#### [Problem description]
Take the line containing "Reviewer note: every instance of the waterfront" and all lines after it to the end of the records, and output them exactly.

#### [Records to use]
####################

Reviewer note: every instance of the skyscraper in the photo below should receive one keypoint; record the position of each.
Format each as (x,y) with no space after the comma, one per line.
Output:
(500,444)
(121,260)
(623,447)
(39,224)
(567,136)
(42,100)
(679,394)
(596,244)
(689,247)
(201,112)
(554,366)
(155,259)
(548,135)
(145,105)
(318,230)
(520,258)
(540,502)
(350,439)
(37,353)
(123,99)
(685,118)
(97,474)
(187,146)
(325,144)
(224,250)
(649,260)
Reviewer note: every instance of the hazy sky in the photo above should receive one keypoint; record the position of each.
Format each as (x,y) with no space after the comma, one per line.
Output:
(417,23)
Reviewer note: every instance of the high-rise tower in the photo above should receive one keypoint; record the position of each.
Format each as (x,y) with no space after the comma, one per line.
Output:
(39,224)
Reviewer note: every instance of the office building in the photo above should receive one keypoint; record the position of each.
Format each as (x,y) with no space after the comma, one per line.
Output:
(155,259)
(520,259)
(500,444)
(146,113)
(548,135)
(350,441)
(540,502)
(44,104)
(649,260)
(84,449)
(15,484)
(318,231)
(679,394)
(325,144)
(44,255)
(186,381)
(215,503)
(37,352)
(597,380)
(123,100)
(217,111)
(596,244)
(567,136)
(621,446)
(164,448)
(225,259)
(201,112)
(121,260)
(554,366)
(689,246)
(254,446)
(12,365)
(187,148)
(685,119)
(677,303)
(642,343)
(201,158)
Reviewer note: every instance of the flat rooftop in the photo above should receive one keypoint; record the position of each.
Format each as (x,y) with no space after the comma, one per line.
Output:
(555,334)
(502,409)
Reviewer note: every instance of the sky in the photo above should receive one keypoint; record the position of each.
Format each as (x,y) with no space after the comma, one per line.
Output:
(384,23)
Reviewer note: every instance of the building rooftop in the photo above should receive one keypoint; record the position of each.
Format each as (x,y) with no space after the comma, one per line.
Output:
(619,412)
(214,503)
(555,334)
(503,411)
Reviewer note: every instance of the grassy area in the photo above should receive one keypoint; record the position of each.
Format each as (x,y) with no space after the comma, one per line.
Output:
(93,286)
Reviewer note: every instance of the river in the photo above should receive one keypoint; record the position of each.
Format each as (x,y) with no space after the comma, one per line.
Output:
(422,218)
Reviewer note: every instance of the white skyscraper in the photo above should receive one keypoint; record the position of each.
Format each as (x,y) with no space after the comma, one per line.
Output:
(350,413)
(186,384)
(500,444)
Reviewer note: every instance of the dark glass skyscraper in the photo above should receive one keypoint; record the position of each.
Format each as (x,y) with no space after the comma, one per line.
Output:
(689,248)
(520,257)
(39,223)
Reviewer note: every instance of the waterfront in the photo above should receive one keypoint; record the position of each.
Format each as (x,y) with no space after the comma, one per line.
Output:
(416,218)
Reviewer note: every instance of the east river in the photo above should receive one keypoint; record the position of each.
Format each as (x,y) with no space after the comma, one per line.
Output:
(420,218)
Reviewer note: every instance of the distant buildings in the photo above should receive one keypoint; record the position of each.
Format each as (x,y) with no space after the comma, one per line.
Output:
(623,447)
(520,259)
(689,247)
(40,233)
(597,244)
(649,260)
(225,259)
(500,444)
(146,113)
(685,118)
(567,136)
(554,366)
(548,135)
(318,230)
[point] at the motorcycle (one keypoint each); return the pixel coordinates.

####################

#### [Expected answer]
Reviewer note: every instance of the waterfront in the photo above should receive one keypoint; record the position of each.
Format each as (x,y) with no space after the comma, one per line.
Output:
(416,218)
Reviewer note: every instance of the east river in the photo above should receive one keypoint; record the position of each.
Format each as (x,y) with no space after the comma, one per line.
Output:
(420,218)
Reviewer note: every instance of the distant buildings in the photo above should receive one keypoint; record the position of each.
Format each as (x,y) with no space after the comma, one per line.
Output:
(623,447)
(520,259)
(689,247)
(40,233)
(597,244)
(649,260)
(225,259)
(500,444)
(146,113)
(685,118)
(567,136)
(554,366)
(548,135)
(318,230)
[point] at the motorcycle (one keypoint each); return the pixel coordinates.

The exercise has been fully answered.